Required action - I need all the entries repeated exactly as written.

Data provided -
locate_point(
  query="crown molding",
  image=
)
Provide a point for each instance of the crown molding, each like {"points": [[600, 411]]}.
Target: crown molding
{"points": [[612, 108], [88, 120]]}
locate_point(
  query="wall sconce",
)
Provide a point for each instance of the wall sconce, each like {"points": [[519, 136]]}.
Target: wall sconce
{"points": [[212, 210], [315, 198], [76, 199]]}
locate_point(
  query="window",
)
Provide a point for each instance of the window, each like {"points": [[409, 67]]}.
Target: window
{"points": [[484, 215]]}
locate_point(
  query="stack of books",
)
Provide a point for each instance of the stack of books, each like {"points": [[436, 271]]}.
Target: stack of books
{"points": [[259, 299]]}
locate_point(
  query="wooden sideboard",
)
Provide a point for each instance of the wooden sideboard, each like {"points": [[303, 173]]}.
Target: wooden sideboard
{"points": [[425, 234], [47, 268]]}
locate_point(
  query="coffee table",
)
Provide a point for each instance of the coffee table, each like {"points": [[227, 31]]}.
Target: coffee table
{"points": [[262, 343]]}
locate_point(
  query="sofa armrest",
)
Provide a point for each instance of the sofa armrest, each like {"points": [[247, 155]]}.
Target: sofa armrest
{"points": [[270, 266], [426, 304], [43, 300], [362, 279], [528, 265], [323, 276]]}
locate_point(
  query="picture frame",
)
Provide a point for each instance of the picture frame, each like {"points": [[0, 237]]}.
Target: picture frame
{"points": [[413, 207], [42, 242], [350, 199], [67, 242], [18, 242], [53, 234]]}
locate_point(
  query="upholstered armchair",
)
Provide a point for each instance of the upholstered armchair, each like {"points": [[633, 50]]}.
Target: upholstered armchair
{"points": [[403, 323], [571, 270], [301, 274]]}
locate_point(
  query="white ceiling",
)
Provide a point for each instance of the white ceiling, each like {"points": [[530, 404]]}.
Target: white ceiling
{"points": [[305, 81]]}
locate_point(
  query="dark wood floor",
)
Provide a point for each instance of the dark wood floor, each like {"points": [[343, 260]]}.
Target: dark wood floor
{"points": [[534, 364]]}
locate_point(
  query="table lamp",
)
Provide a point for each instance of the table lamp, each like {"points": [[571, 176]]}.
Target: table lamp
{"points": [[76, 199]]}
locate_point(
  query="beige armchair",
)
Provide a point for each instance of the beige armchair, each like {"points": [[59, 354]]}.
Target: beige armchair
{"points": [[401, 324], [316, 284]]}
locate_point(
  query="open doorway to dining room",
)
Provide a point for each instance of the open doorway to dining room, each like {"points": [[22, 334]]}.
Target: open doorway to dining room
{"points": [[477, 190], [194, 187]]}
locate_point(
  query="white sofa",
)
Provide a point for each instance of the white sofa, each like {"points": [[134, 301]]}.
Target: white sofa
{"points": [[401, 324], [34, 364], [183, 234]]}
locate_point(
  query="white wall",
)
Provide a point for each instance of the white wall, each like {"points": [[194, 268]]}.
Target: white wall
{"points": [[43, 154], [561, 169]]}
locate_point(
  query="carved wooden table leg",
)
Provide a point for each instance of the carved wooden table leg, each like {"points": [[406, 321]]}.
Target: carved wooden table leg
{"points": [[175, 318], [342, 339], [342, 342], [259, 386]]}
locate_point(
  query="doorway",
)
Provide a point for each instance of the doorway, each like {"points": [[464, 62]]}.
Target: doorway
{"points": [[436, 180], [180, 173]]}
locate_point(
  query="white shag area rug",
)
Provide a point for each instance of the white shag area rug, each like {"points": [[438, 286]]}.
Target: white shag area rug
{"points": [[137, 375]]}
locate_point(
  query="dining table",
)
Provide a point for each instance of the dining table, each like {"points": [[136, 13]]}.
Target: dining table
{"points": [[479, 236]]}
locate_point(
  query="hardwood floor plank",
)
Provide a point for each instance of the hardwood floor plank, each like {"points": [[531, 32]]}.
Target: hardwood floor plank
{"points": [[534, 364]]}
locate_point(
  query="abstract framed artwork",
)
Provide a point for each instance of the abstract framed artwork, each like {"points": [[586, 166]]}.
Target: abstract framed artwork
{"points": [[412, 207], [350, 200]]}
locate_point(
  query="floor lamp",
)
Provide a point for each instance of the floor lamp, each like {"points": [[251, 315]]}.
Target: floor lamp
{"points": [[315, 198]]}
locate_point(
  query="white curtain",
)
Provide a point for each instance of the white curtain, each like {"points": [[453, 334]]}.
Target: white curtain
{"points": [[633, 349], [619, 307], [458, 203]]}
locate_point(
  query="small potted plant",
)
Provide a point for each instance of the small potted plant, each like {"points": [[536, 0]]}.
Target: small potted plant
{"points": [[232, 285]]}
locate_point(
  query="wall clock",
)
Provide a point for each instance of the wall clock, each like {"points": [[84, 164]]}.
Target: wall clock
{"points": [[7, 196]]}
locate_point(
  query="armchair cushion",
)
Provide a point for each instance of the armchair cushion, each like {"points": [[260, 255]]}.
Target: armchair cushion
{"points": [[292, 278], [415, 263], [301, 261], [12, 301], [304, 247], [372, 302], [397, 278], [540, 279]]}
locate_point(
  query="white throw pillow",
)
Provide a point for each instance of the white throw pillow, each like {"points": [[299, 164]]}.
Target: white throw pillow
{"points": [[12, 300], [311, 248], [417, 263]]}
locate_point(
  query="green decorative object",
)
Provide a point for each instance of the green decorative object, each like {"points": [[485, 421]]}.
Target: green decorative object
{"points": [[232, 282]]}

Answer space -
locate_point(
  query="crown molding",
  image=
)
Provide a point for each instance of the crown molding, each like {"points": [[600, 411]]}.
Target: crown molding
{"points": [[612, 108], [88, 120]]}
locate_point(
  query="wall sconce",
)
Provide a point for each instance of the wall sconce, each like {"points": [[519, 136]]}.
Target: wall sconce
{"points": [[212, 210], [315, 198], [76, 199]]}
locate_point(
  query="window",
)
Provide a point for each instance of the window, each like {"points": [[409, 67]]}.
Target: window
{"points": [[484, 215]]}
locate_point(
  query="stack of books",
)
Provide a point for each instance of the stack of books, each like {"points": [[436, 271]]}.
Target: stack of books
{"points": [[259, 299]]}
locate_point(
  query="wooden sideboard",
)
Provide a point for each instance of the wooden sideboard, each like {"points": [[303, 173]]}.
Target: wooden sideboard
{"points": [[425, 234], [47, 268]]}
locate_point(
  query="coffee table",
)
Provide a point for each instance of the coffee table, each like {"points": [[227, 31]]}.
Target: coffee table
{"points": [[262, 343]]}
locate_point(
  query="sofa armrest",
)
Provide a point for each instance of the sofa armrest, each like {"points": [[247, 155]]}.
Target: sofa armrest
{"points": [[270, 266], [426, 304], [43, 300], [362, 279], [528, 265], [323, 276]]}
locate_point(
  query="picture frame",
)
Provide a point for each instance of the picture frame, each like {"points": [[0, 237]]}.
Target: picture frame
{"points": [[413, 207], [42, 242], [350, 199], [67, 242], [18, 242], [53, 234]]}
locate_point(
  query="upholstered armchair",
)
Provide a point for each instance of the upholstered armchair, each like {"points": [[633, 50]]}.
Target: upholstered armchair
{"points": [[403, 323], [571, 270], [301, 274]]}
locate_point(
  query="white ceiling",
)
Provide a point for each instance of the white ceiling, each like {"points": [[530, 404]]}.
Target: white ceiling
{"points": [[305, 81]]}
locate_point(
  query="dark wood floor",
)
Provide a point for each instance of the dark wood floor, each like {"points": [[343, 260]]}.
Target: dark wood floor
{"points": [[534, 364]]}
locate_point(
  query="table lamp",
)
Provide a point for each instance of the table lamp, each like {"points": [[571, 176]]}.
Target: table lamp
{"points": [[76, 199]]}
locate_point(
  query="beige armchair",
)
Provide a point for each instance of the beige armchair, each like {"points": [[59, 354]]}.
Target: beige armchair
{"points": [[401, 324], [316, 284]]}
locate_point(
  query="open doorway to dining room",
)
Provide a point for each instance of the open doorway to dining room, each like {"points": [[22, 334]]}.
Target: open doorway to dining room
{"points": [[477, 190], [194, 187]]}
locate_point(
  query="white sofa",
)
Provide a point for each instance of the white sofa, each like {"points": [[134, 301]]}.
Target: white sofa
{"points": [[401, 324], [34, 364], [183, 234]]}
locate_point(
  query="white wall",
)
Provide a point for each instance of the white wall, each like {"points": [[194, 268]]}.
Target: white wall
{"points": [[43, 154], [561, 169]]}
locate_point(
  query="carved wooden table leg",
)
Provide a point for each instance of the carved wooden table leg, each like {"points": [[406, 321]]}.
Target: carved wooden table leg
{"points": [[175, 318], [342, 339], [342, 342], [259, 386]]}
locate_point(
  query="doorway",
)
Provide a point for each instance of the doorway, each like {"points": [[464, 62]]}.
Target: doorway
{"points": [[436, 180], [180, 173]]}
locate_point(
  query="white shag area rug",
)
Provide a point for each instance of the white shag area rug, each like {"points": [[438, 286]]}.
Target: white shag area rug
{"points": [[137, 375]]}
locate_point(
  query="dining table",
)
Provide a point for each instance of the dining table, each like {"points": [[136, 13]]}.
Target: dining table
{"points": [[479, 236]]}
locate_point(
  query="hardwood floor plank",
)
Provide a point for each instance of the hardwood floor plank, each like {"points": [[531, 32]]}.
Target: hardwood floor plank
{"points": [[534, 364]]}
locate_point(
  query="abstract framed artwork",
)
Provide a point for each instance of the abstract framed artwork, each like {"points": [[586, 166]]}.
Target: abstract framed artwork
{"points": [[412, 207], [350, 200]]}
locate_point(
  query="floor lamp",
)
Provide a point for each instance of the floor lamp, each like {"points": [[251, 315]]}.
Target: floor lamp
{"points": [[315, 198]]}
locate_point(
  query="white curtain",
)
Provide a point for each instance of the white curtain, each like {"points": [[453, 334]]}.
Target: white curtain
{"points": [[633, 349], [619, 307], [458, 203]]}
locate_point(
  query="small potted plant",
)
Provide a point for each instance of the small potted plant, each like {"points": [[536, 0]]}.
Target: small potted plant
{"points": [[232, 285]]}
locate_point(
  query="wall clock",
)
Provide a point for each instance of the wall clock, each like {"points": [[84, 164]]}.
Target: wall clock
{"points": [[7, 196]]}
locate_point(
  query="armchair cushion",
)
Provide a point for each instance of the armchair cushion, each like {"points": [[260, 255]]}.
Target: armchair cushion
{"points": [[292, 278], [415, 263], [301, 261], [12, 301], [304, 247], [372, 302], [397, 278], [540, 279]]}
locate_point(
  query="white throw pillow",
)
Provide a point for each instance of the white throw pillow, each like {"points": [[299, 164]]}.
Target: white throw pillow
{"points": [[12, 300], [311, 248], [417, 263]]}
locate_point(
  query="green decorative object",
)
Provide a point for each instance of the green decorative object, each like {"points": [[485, 421]]}.
Target: green decorative object
{"points": [[232, 282]]}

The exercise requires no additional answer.